PROMPT A: List each distinct name of a game engine that appears in the forum post about terrain texturing, including differently spelled forms.
PROMPT B: Extend the forum post about terrain texturing past its final sentence.

DOCUMENT EXCERPT:
--------------------

Torque was modeled a lot after Cry Engine and you can assume that the terrain will work the same.

And if people cannot open images with an image editing editor and spend a few minutes to do some changes, then they are hopelessly lost and probably should not do art at all.

Improving tools when people do not even understand the basics will not help anything.


If you look up time budgets of even professional artists, making a simple texture can add up to several hours in time, depending on complexity, multiply this by an hourly rate of 20-50 dollar and you know the costs of production and you seriously want to argue that you cannot spend a few minutes to make (an already mostly done) texture right.

 

I think the general consensus, is that T3D does it pretty much like CryEngine, but another approach has been suggested in this thread, which might be more intuitive and some wants to investigate that road.

--------------------

DATA EXCERPT:
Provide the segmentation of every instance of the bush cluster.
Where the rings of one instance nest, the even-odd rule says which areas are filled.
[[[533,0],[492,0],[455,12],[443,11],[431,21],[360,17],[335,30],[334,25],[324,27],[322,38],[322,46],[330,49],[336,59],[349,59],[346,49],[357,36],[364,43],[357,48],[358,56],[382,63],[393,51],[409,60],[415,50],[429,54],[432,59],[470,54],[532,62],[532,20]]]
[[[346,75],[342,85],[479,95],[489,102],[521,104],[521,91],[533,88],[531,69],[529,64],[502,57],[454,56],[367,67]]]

--------------------

RESPONSE A: Torque, Cry Engine, CryEngine, T3D

RESPONSE B:
We shouldn't keep the tool as-is just because people coming to the engine just needs to "git-gud". That is the equivalent of answering bug-reports with "the code is right there, fix it!". I'm not an artist, I don't spend several hours on a single texture, I download one, throw it in the engine and hope it works out well. Many indie-developers are programmers, using programmer-art and that's alright.


If the suggested method is inferior to the existing method, then sure we shouldn't fix it. But if it can yield the same or better results, while being more intuitive, then why not use it? I'm not saying that's how it is, but let's discuss whether the suggested method is superior to the existing method, rather than whether people just need to learn it.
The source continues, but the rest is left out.